START Records shown
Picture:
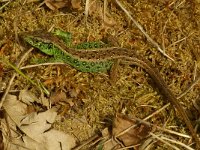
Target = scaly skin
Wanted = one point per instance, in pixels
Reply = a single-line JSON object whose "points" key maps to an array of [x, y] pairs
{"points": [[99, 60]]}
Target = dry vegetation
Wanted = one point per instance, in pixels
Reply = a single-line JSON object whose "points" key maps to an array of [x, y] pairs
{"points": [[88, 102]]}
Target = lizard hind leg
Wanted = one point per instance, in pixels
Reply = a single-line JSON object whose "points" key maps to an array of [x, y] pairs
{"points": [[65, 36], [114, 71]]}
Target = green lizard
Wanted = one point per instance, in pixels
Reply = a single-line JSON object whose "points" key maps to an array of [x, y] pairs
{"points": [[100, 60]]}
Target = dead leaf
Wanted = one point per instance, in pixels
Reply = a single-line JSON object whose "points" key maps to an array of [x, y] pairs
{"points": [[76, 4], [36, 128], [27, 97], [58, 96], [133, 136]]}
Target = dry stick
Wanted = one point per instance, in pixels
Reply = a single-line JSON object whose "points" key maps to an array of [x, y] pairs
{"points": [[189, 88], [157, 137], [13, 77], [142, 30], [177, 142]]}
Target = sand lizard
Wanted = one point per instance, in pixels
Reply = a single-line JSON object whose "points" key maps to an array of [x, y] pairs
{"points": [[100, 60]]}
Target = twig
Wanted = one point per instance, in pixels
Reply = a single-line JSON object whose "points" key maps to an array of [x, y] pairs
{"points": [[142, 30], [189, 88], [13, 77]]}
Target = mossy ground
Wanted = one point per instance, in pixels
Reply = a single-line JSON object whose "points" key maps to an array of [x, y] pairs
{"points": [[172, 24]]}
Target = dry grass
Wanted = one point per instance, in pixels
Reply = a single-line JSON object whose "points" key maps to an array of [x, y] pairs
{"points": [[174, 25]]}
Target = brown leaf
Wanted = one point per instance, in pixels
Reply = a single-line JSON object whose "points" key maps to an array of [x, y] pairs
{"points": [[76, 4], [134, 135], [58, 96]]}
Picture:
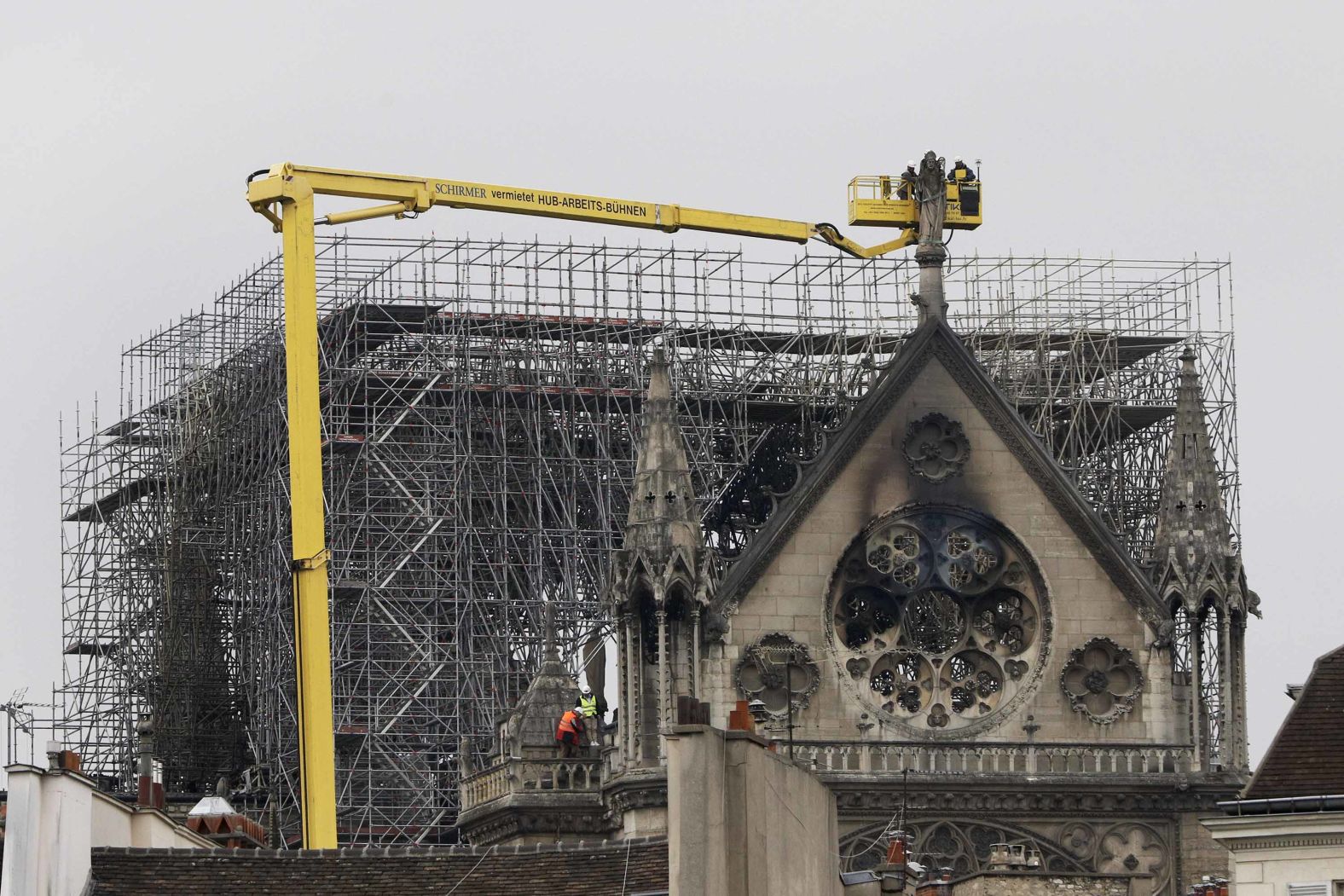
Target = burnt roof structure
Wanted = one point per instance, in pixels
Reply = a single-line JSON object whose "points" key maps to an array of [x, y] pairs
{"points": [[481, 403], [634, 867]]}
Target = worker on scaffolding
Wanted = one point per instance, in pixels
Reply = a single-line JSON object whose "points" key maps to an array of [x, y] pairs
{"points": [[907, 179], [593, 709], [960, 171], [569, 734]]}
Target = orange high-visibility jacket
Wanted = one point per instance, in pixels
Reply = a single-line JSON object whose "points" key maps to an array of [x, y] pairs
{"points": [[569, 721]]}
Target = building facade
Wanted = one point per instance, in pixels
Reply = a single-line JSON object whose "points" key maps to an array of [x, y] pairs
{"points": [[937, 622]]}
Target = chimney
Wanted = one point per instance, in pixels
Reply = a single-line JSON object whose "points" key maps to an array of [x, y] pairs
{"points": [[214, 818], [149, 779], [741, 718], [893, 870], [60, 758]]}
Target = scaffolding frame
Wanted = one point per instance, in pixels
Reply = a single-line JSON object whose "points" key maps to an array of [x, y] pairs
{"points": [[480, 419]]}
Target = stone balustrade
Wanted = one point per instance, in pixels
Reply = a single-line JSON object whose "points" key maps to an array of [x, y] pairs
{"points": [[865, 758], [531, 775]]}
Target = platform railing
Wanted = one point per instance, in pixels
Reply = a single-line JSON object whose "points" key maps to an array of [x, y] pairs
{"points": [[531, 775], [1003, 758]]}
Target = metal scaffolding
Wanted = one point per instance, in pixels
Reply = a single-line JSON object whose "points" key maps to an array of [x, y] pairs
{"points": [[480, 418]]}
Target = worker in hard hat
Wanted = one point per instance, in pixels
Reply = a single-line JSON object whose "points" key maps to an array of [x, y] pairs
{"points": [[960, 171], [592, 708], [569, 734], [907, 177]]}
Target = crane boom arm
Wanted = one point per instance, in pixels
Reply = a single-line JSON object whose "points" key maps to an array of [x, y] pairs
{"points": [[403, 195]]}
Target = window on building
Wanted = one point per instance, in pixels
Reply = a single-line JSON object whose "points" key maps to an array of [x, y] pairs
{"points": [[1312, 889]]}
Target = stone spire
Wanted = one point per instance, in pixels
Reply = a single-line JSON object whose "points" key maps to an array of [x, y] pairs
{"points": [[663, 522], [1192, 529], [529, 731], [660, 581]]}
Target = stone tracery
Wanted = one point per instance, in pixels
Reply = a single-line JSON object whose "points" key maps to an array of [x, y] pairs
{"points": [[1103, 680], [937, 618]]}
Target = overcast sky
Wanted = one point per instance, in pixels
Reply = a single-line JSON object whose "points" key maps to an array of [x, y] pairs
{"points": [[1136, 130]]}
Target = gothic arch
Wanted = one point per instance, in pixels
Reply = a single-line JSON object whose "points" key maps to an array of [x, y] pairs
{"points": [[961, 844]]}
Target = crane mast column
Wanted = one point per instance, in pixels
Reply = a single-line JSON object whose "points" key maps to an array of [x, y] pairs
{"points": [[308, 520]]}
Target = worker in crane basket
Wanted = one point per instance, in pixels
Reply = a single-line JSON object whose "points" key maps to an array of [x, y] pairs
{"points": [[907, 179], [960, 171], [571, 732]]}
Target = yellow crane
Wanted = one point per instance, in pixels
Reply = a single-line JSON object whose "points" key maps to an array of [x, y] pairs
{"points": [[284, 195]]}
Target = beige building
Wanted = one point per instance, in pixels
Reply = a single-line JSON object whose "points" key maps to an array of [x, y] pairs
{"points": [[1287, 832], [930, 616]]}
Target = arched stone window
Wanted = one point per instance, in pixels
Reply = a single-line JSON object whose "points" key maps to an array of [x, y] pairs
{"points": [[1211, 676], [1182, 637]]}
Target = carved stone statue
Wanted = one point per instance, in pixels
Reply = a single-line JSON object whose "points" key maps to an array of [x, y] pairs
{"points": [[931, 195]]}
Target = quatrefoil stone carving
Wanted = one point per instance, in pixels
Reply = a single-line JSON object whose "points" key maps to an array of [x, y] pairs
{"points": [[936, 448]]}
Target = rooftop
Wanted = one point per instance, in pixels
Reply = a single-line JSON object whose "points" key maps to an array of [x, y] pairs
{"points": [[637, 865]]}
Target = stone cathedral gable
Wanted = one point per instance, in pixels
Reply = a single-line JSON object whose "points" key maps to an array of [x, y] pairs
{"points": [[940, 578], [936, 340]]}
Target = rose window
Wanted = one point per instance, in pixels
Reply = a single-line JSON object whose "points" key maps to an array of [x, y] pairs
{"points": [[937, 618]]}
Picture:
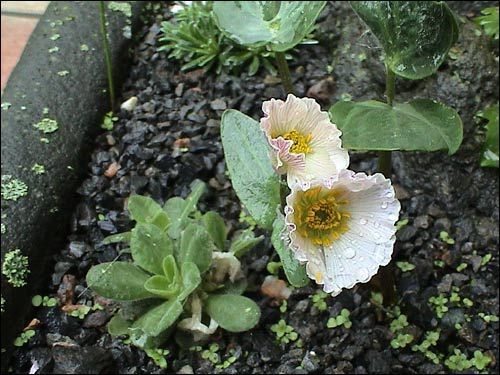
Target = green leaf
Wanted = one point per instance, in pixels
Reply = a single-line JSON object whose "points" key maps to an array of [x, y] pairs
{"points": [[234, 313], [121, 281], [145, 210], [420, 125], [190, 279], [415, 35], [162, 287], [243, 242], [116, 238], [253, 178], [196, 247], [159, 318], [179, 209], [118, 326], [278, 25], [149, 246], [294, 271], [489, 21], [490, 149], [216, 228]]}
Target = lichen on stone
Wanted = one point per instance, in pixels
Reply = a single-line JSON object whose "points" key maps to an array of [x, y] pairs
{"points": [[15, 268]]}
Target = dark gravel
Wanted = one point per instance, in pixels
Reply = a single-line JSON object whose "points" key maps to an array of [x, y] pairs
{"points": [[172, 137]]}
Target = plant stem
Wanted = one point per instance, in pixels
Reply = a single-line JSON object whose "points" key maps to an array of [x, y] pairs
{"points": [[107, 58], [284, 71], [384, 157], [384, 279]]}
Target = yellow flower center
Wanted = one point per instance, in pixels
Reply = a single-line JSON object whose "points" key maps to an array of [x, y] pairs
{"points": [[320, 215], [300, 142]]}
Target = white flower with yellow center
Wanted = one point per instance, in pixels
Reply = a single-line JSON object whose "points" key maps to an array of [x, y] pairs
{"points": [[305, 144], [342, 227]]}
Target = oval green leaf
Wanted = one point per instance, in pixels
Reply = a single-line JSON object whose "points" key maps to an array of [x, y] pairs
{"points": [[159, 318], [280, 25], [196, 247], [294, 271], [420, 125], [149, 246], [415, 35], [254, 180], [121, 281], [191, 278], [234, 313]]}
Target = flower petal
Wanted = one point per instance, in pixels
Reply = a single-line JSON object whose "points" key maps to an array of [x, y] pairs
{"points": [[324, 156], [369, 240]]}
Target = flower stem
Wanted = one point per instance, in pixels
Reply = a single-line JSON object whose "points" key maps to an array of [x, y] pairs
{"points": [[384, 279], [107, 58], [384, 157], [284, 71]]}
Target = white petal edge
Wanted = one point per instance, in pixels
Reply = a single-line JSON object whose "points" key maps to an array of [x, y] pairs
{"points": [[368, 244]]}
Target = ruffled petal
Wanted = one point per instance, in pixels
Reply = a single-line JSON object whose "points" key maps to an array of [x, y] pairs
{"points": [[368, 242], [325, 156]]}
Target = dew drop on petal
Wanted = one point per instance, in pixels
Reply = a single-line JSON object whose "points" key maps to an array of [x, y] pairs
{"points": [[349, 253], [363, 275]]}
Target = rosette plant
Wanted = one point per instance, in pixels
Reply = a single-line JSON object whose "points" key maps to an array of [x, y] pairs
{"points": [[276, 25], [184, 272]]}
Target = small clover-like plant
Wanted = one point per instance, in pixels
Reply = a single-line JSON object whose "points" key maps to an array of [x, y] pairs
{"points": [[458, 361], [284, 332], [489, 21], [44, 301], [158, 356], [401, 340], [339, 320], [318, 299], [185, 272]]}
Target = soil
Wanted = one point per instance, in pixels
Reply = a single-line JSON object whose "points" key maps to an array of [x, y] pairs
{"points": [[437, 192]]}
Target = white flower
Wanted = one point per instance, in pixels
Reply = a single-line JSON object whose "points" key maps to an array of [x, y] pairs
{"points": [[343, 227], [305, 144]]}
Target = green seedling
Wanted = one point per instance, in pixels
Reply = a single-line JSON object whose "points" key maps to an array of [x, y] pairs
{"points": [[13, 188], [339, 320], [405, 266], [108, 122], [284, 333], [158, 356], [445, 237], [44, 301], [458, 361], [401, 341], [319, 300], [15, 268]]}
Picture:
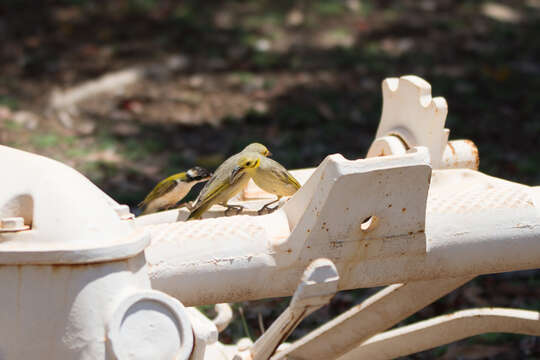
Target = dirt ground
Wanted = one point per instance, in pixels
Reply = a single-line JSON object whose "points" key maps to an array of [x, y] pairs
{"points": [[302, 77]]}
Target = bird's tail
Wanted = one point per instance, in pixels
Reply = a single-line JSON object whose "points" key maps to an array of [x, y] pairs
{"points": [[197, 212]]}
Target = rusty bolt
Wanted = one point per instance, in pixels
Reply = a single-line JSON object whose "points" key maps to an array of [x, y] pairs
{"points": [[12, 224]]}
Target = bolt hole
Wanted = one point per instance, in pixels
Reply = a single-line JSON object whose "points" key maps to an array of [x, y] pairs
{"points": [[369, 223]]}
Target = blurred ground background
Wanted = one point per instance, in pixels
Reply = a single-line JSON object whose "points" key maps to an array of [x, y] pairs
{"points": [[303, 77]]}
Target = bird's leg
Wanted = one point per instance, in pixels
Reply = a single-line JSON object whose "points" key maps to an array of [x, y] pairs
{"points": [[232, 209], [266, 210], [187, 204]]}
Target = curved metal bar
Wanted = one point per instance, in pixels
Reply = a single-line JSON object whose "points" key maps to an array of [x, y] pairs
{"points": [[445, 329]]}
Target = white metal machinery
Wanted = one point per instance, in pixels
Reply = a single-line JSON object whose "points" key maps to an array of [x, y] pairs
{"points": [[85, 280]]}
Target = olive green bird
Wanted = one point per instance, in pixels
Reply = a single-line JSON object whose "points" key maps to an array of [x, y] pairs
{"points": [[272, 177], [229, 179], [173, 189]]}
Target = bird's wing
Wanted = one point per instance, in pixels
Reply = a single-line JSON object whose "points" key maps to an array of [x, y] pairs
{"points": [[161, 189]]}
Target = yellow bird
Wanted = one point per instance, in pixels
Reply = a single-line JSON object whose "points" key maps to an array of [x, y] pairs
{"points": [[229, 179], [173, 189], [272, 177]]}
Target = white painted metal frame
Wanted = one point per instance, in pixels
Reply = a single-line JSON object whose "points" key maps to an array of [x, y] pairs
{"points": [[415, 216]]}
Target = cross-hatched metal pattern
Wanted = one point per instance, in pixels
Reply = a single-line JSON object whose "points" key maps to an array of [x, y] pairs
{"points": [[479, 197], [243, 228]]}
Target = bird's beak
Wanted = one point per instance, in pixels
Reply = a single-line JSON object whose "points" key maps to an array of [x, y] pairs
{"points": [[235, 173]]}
END Records shown
» **Exercise aim**
Only the number is wanted: how many lines in the listing contain the word "yellow"?

» **Problem solution**
4